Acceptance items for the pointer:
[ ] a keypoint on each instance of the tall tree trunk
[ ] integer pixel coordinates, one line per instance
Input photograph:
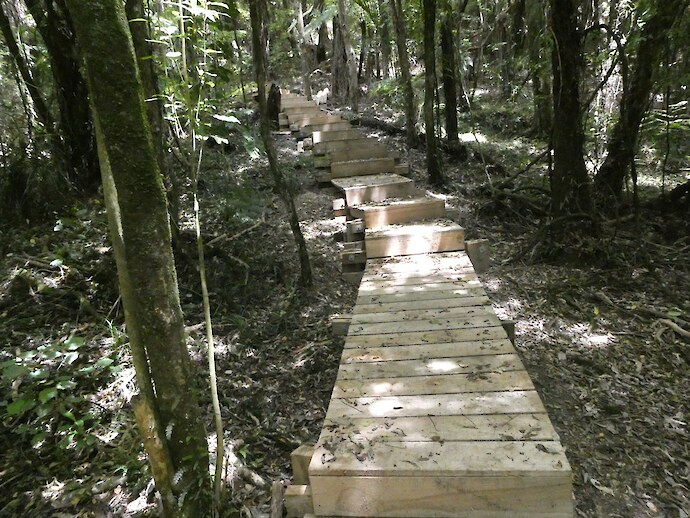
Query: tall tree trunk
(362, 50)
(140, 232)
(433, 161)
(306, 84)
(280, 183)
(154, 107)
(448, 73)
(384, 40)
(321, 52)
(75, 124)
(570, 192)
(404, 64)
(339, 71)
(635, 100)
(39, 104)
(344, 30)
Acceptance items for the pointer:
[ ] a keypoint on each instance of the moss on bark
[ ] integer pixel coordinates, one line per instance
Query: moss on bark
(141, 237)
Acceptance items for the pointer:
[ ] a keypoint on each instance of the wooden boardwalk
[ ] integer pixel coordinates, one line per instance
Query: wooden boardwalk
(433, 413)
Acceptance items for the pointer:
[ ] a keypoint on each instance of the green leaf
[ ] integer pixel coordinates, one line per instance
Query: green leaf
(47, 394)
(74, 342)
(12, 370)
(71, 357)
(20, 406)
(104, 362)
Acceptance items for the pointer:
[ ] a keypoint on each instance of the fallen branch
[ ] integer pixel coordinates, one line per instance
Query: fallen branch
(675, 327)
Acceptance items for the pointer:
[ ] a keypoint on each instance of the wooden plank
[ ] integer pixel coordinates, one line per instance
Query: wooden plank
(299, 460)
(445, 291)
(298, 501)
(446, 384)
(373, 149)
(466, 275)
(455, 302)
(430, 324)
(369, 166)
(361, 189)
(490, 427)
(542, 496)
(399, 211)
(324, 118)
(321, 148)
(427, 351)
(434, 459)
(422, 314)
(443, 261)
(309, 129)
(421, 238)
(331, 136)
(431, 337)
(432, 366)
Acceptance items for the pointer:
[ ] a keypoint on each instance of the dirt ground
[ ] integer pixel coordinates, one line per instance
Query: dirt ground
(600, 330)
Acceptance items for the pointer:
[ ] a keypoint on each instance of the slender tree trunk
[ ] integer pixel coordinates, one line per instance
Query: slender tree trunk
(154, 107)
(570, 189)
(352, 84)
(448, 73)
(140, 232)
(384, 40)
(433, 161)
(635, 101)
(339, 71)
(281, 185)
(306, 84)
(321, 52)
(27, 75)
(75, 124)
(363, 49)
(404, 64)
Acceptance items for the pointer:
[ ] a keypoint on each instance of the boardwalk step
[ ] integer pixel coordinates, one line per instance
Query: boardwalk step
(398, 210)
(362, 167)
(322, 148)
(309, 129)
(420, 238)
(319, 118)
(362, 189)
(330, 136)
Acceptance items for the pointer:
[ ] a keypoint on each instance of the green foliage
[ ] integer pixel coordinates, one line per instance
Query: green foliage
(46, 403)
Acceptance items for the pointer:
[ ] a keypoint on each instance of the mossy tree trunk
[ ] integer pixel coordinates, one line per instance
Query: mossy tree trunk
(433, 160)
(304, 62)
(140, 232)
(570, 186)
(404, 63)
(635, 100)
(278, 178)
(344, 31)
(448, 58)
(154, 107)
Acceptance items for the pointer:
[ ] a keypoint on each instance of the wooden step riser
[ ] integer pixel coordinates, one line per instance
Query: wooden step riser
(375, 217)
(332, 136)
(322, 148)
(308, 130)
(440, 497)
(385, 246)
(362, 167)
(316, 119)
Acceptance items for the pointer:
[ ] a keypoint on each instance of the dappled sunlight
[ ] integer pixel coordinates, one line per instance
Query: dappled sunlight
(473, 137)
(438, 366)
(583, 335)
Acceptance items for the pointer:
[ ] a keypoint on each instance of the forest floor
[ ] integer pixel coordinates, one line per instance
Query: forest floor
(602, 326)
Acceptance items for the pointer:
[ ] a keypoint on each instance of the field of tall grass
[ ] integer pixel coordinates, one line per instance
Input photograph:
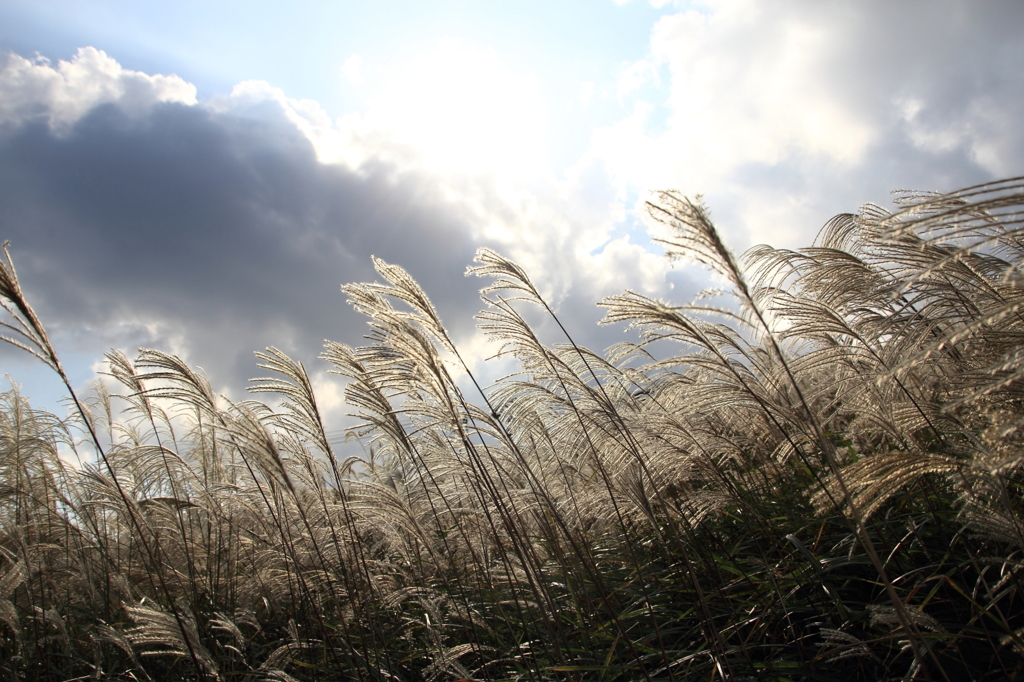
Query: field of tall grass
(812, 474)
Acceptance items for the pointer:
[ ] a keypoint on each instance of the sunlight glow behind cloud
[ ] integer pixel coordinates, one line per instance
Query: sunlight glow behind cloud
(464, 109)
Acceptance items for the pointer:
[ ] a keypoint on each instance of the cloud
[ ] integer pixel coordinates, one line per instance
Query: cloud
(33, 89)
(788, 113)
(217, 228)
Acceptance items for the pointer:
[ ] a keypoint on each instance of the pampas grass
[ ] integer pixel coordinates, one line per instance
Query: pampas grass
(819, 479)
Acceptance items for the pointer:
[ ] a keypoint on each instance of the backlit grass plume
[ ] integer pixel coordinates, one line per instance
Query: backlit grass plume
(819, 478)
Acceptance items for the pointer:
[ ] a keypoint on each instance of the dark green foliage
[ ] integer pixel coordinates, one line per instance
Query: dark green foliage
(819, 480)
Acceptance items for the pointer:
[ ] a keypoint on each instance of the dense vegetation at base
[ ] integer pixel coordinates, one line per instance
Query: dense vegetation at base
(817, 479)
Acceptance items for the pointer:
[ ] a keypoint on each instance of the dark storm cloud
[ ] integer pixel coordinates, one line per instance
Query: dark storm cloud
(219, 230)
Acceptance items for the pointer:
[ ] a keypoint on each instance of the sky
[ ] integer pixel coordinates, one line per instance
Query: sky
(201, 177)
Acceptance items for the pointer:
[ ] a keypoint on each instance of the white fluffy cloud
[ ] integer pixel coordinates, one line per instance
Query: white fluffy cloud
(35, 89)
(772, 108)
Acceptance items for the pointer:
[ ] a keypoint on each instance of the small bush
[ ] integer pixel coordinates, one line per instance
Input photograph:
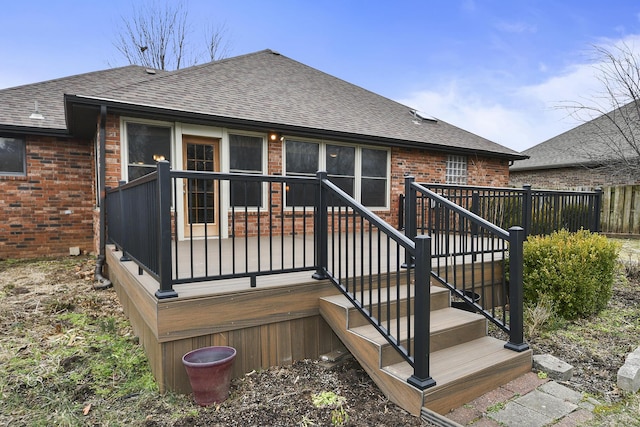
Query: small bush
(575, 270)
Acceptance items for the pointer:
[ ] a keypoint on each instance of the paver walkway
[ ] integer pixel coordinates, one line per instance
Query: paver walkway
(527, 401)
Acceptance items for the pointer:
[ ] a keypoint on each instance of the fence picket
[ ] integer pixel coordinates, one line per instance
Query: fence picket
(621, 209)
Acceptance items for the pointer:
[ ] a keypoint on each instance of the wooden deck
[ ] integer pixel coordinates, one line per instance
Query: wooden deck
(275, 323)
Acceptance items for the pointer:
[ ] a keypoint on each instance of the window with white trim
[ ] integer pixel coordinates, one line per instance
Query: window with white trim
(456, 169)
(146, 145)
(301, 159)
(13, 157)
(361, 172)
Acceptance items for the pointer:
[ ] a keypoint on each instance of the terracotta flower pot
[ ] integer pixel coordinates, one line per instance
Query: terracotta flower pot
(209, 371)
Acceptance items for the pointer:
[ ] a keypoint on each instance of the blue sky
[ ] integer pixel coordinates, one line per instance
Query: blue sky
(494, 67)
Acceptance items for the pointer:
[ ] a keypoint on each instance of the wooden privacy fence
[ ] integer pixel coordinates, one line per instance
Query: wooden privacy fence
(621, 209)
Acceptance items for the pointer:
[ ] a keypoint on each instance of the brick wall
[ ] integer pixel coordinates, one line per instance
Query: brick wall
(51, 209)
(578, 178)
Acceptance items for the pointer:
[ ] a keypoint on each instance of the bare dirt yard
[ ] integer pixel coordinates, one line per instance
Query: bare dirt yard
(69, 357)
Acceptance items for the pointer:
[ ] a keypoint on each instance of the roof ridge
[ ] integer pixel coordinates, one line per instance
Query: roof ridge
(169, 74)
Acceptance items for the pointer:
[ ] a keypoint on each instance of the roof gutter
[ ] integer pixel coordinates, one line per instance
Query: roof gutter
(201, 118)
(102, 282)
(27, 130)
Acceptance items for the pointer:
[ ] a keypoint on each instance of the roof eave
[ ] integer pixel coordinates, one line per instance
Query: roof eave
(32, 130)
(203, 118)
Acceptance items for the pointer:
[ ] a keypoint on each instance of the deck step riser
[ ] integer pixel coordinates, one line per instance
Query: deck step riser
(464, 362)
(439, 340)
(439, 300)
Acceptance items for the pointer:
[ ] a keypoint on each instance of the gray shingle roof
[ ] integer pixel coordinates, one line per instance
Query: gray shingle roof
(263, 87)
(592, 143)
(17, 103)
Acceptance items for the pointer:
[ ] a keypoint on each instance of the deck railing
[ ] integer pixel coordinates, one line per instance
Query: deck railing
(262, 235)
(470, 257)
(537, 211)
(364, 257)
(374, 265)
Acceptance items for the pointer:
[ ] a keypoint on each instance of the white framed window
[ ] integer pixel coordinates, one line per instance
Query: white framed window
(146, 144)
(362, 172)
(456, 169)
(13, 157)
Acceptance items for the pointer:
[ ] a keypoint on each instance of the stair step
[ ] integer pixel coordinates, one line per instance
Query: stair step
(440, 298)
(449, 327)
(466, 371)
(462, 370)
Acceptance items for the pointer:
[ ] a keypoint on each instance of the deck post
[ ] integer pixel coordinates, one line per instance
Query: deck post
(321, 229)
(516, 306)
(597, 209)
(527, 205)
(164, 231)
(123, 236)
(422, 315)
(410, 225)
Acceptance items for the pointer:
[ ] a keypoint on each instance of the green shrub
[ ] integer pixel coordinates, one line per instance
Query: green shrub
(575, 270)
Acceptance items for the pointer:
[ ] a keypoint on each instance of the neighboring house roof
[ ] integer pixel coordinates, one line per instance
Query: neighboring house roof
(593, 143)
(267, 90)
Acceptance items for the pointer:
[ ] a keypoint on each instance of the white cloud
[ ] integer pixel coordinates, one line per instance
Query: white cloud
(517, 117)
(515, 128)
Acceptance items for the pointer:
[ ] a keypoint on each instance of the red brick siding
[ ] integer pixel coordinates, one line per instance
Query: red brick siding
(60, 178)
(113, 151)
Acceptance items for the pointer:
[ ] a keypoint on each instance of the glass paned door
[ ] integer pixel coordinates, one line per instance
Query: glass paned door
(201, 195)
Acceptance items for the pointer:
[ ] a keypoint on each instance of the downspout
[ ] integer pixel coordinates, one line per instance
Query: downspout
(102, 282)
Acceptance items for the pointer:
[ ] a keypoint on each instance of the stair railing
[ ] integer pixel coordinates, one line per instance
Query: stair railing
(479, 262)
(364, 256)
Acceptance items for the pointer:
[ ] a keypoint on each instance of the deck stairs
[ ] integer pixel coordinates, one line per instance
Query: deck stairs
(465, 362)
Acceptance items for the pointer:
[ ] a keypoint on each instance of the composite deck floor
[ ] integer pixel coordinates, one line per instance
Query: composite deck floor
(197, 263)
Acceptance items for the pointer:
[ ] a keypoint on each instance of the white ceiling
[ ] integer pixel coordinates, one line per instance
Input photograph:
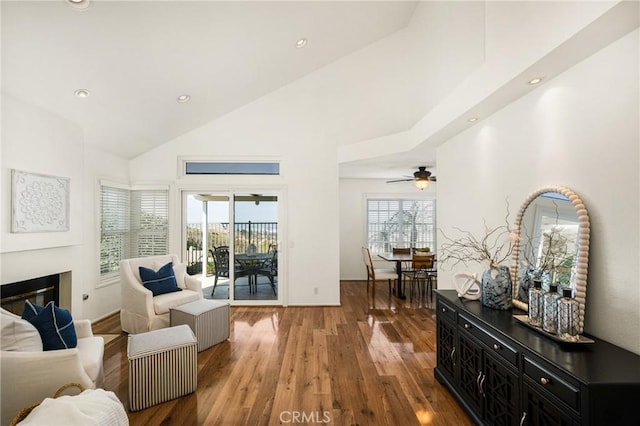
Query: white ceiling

● **PROBLEM STATEMENT**:
State how many lines of the records contain the word "ceiling". Give that number alone.

● **RESPONSE BOX**:
2